The emphasis on five years of primary schooling for all (aarambak kalvi) appears to have eclipsed the earlier goal of eight years of Universal Elementary Education (UEE) - five years of primary school plus three years of middle school. In Tamil Nadu, SSA spokesmen hasten to explain that `anaivarukkum aarambak kalvi' is not a dilution, but merely a focussing on the primary sector until the goal of universal enrolment and retention is reached at this level. All Tamil Nadu children, they say, will be in (some form of) school by 2010. The Constitutional (86th) Amendment was passed in November 2001, making education a fundamental right for children between six and 14 years of age - elementary, not just primary, education. No age has been stipulated in the Indian Constitution as the start of the elementary education process, giving rise to the opinion of many educationists that early childhood care and education are implicitly included. The 86th Amendment has yet to be crystallised as law. A Bill is expected to be introduced in the winter session of Parliament.
Meanwhile, as in schools across the country, the SSA logo can be seen in Katankulathur: a little girl and a little boy riding astride a pencil. This tender, if naive, image of a society on the move is often embellished locally with sundry frescoes of happy school-going children, the national flag and the national bird. Plus a scroll of SSA goals and exhortations on the fundamental duty of parents to educate their children.
The Katankulathur schools are housed in untidy, dilapidated buildings with asbestos roofs. Poky classrooms double as noon-meal godowns storing provisions and firewood, and there is no furniture except for a rickety chair and a table for the teacher. No clean water; no toilets, or just filthy ones. Faded blackboards and jaded teachers complete the picture.
**********
DIRECTION 1
Render the rows that follow as a numbered list, leaving out blank lines and the pictures.
**********
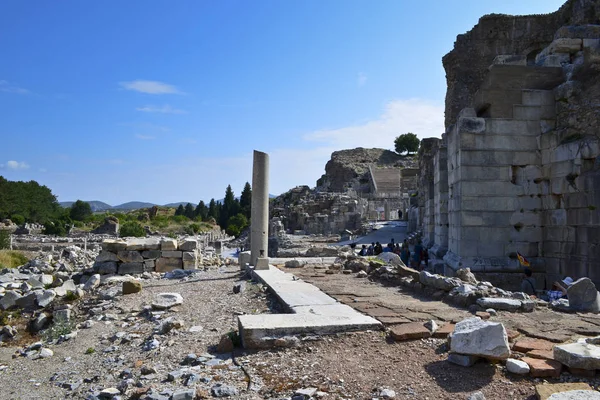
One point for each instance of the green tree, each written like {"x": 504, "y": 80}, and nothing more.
{"x": 80, "y": 211}
{"x": 236, "y": 224}
{"x": 132, "y": 229}
{"x": 409, "y": 143}
{"x": 246, "y": 200}
{"x": 213, "y": 210}
{"x": 189, "y": 211}
{"x": 201, "y": 211}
**********
DIRECTION 2
In the text on schooling in Tamil Nadu, when was the Constitutional (86th) Amendment passed?

ANSWER 1
1. One point for each instance of the green tree, each written like {"x": 504, "y": 80}, and nothing more.
2. {"x": 80, "y": 211}
3. {"x": 236, "y": 224}
4. {"x": 132, "y": 229}
5. {"x": 409, "y": 143}
6. {"x": 246, "y": 200}
7. {"x": 213, "y": 210}
8. {"x": 189, "y": 211}
9. {"x": 201, "y": 211}

ANSWER 2
November 2001.